Questions
#1 Answer these from the text on the Van der Reijen study:
(a) What kind of sample was used, and which patients did it include?
(b) What Cohen's d is given for the effect of gender on hospitalisation time?
(c) What percentage was correctly classified in the classification table?
#2 Reproduce a passage from the text on the Van der Reijen study word for word. Start at the words "Inconclusive conclusion" and stop after "less intensive treatment?".

Because of complex problems adolescents often fail to complete their course of treatment. Van der Reijen and colleagues aimed to investigate whether gender and symptom severity predict course of treatment. The English summary is truly puzzling. First of all, the aim of the study does not relate to the background info. Complexity (seen as having both psychiatric and behavioural problems) as background concept is different from symptom severity (many psychiatric problems). Secondly, the method section does not indicate the design or type of analyses. The authors attempted to find out if treatment outcome could be predicted by symptom severity and gender differences “of 127 male adolescent patients” (something went wrong in translation). But summary results include only inter-rater reliability, not symptom and gender differences. Finally, the conclusion is descriptive more than persuasive: “the questionnaire was not able to predict accurately whether patients would complete their treatment”. However, the devil is in the full text…

Significantly small

The results section contains a paragraph on “descriptive statistics” where the authors report T-tests on gender differences – so these are descriptive tests? The t-value for gender difference in age was 1.95 and not significant (p=0.053), but the difference in hospitalisation time was significant: the paper shows p<0.05 but the statistic is only a fraction larger: t(121)=2,04. The first P-value (p=0.053) fits the framework of Sir Ronald Aylmer Fisher (1890-1962) who considered his P-value an index of the level of confidence in the research hypothesis. However, the second P-value (p<0.05) fits the ideas of Jerzey Neyman (1894-1981) and Egon Sharpe Pearson (1895-1960): reject the null-hypothesis when the test result is more likely under an alternative hypothesis, setting the Type I error-rate (rejecting the null when it is correct) at 5%; any value lower than .05 will do. Despite their differences, however, these eminent statisticians would probably agree that the difference as reported by Van der Reijen et al is not significant.

The authors report that gender difference in age was less than 2 months and difference in hospitalisation time about 2 months. However, hospitalisation time is not normally distributed, boys and girls have different group sizes and unequal standard deviations (which violate t-test assumptions). More importantly, this is not a random sample but a so called convenience sample: all hospitalised patients in a five years period. So sampling theory doesn’t apply and p-values are difficult to interpret. The only relevant question is: how important is a 2 month difference? Answer: given a standard deviation in hospitalisation time of about 6 month, the effect of gender on hospitalisation time is small to medium (Cohen’s d=0.33) and not very important from a mental health policy point of view.

Inconclusive conclusion

Van der Reijen et al conclude that they found indications of gender differences: girls seem to benefit more from treatment than boys. This treatment success is explained by type of discharge: boys are more often “pushed out” because of incidents or serious rule violations. “Treatment success” is defined as type of discharge: patient and therapist agree that less intensive treatment is an option (day-care or ambulant care). But doesn’t this sound like a tautology: explaining treatment success by a shift to less intensive treatment?

The paper concludes that the questionnaire on symptom severity was not able to predict accurately whether patients would complete their treatment. Moreover, in the final analysis the authors also did not find gender differences. Logistic regression analyses with hostility scores and gender as predictors of treatment success showed poor model fit. The classification table resulted in 66% correctly classified (sensitivity 37%, specifity 87%), which is on optimistic estimate because the model and model-fit assessment are based on the same dataset (Read more here >>), but still it is only a 7% improvement. Given this poor model fit, the results are inconclusive which is also reflected in a 95% confidence interval for the regression coefficient for gender ranging from 0,97 to 4,84. The P-value for the gender-coefficient was 0,059 and alpha was set at 5%. So controlling for hostility scores affects the association of gender and treatment success.

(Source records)
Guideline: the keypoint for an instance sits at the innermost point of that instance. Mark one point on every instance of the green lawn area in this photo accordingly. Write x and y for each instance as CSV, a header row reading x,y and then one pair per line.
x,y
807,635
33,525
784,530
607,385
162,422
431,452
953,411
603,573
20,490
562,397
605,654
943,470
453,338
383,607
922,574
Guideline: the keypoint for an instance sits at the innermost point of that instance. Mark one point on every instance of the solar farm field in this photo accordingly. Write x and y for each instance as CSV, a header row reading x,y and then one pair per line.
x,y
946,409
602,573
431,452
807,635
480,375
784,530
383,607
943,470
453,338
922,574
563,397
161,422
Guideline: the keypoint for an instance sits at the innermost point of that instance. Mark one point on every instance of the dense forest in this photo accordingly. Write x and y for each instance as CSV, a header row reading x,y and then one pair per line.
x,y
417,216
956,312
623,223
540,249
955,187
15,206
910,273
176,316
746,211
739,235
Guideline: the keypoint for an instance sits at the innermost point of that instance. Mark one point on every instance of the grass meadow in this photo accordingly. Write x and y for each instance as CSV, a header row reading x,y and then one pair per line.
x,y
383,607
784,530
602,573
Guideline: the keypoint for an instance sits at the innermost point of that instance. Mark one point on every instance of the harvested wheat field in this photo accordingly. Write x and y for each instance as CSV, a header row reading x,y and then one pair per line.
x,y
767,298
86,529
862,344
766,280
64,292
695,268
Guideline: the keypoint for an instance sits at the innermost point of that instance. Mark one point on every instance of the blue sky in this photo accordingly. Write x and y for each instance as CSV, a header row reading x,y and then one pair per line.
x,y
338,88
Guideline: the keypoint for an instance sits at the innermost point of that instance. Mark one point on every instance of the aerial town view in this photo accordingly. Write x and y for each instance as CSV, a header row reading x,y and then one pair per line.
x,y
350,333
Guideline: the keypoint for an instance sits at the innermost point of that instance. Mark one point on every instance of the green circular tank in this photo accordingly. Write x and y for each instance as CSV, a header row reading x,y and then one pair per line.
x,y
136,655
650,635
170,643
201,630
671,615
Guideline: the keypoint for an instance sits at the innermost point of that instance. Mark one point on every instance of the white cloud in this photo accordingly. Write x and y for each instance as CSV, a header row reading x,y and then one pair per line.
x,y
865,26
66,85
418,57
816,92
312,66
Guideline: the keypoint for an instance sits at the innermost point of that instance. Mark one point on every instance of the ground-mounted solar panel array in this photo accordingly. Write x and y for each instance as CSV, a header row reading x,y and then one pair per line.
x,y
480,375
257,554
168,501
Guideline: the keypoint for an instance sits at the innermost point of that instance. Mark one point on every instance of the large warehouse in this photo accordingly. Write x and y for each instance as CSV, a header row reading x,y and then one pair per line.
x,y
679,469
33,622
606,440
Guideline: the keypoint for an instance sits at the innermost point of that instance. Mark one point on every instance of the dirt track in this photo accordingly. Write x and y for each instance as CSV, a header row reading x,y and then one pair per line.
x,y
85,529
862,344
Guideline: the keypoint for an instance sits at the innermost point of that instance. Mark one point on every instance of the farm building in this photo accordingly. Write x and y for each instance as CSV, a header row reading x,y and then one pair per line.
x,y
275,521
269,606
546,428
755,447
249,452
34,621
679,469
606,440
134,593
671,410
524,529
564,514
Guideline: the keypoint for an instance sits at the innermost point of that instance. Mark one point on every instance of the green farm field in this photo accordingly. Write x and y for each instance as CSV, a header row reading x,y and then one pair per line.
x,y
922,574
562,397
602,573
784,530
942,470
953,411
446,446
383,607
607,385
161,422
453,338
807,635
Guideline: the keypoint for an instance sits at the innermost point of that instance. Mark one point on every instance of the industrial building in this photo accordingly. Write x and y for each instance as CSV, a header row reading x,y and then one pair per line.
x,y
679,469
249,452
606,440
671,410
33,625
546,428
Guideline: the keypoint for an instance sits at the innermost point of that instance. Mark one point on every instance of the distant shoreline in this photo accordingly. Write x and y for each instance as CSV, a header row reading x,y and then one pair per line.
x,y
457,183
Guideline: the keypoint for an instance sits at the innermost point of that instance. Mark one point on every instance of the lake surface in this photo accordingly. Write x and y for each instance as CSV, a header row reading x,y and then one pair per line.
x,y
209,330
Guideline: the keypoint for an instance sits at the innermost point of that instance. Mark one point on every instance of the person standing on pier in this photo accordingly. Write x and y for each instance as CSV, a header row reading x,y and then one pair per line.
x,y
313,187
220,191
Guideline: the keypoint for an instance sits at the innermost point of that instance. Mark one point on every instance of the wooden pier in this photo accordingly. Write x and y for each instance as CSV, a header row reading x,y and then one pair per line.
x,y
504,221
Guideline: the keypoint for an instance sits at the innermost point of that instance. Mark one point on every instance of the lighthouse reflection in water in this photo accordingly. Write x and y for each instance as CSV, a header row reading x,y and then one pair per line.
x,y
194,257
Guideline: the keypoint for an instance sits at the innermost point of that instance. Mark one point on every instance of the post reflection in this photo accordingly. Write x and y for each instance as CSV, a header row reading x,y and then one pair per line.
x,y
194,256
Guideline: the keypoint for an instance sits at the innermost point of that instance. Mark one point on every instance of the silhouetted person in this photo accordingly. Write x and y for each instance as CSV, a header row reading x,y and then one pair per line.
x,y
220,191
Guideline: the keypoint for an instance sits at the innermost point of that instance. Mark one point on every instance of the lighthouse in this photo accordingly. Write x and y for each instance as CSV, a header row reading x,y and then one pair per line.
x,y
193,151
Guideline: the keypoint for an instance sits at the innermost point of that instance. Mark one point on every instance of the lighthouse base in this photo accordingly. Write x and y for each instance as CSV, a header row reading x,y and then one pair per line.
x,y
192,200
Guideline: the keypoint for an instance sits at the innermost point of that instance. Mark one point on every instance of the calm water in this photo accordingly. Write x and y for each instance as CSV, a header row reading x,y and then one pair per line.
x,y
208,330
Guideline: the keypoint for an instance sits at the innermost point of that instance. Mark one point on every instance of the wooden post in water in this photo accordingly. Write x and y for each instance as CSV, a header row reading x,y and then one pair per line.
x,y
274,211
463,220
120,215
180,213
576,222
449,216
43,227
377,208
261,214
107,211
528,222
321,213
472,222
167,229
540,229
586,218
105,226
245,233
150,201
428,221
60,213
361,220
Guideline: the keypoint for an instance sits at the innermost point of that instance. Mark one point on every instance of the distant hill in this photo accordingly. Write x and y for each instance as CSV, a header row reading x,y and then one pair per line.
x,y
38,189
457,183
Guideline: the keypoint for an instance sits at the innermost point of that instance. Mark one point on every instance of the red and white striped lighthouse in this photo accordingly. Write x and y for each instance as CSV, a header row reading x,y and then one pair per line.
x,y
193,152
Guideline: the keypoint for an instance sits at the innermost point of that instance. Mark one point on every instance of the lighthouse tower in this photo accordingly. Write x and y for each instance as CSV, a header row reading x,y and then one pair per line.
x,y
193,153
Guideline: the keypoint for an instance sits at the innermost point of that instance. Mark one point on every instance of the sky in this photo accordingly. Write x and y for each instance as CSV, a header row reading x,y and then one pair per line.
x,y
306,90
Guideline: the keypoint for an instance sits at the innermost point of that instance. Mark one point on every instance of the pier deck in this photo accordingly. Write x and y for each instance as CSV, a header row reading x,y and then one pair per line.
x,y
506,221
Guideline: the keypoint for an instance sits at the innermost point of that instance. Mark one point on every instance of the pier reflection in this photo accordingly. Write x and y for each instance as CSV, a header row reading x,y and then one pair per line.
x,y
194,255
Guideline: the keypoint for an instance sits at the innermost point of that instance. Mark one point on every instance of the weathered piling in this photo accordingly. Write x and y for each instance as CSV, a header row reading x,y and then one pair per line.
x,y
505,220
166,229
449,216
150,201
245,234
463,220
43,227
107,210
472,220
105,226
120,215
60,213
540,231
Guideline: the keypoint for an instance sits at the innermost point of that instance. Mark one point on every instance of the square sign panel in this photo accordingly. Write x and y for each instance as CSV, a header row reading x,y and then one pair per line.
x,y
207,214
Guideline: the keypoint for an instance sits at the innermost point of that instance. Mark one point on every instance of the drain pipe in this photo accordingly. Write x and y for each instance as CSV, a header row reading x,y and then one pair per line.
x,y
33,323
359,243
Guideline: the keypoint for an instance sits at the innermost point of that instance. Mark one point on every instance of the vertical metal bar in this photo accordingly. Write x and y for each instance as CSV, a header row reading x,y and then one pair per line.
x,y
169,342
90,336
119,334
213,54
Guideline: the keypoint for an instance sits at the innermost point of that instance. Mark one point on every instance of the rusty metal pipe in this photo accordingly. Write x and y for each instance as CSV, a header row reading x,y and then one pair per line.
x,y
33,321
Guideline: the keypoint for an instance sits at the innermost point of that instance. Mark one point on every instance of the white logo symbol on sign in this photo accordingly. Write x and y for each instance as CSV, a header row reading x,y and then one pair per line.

Answers to the tasks
#1
(a) A convenience sample: all hospitalised patients in a five years period.
(b) 0.33
(c) 66%

#2
Inconclusive conclusion

Van der Reijen et al conclude that they found indications of gender differences: girls seem to benefit more from treatment than boys. This treatment success is explained by type of discharge: boys are more often “pushed out” because of incidents or serious rule violations. “Treatment success” is defined as type of discharge: patient and therapist agree that less intensive treatment is an option (day-care or ambulant care). But doesn’t this sound like a tautology: explaining treatment success by a shift to less intensive treatment?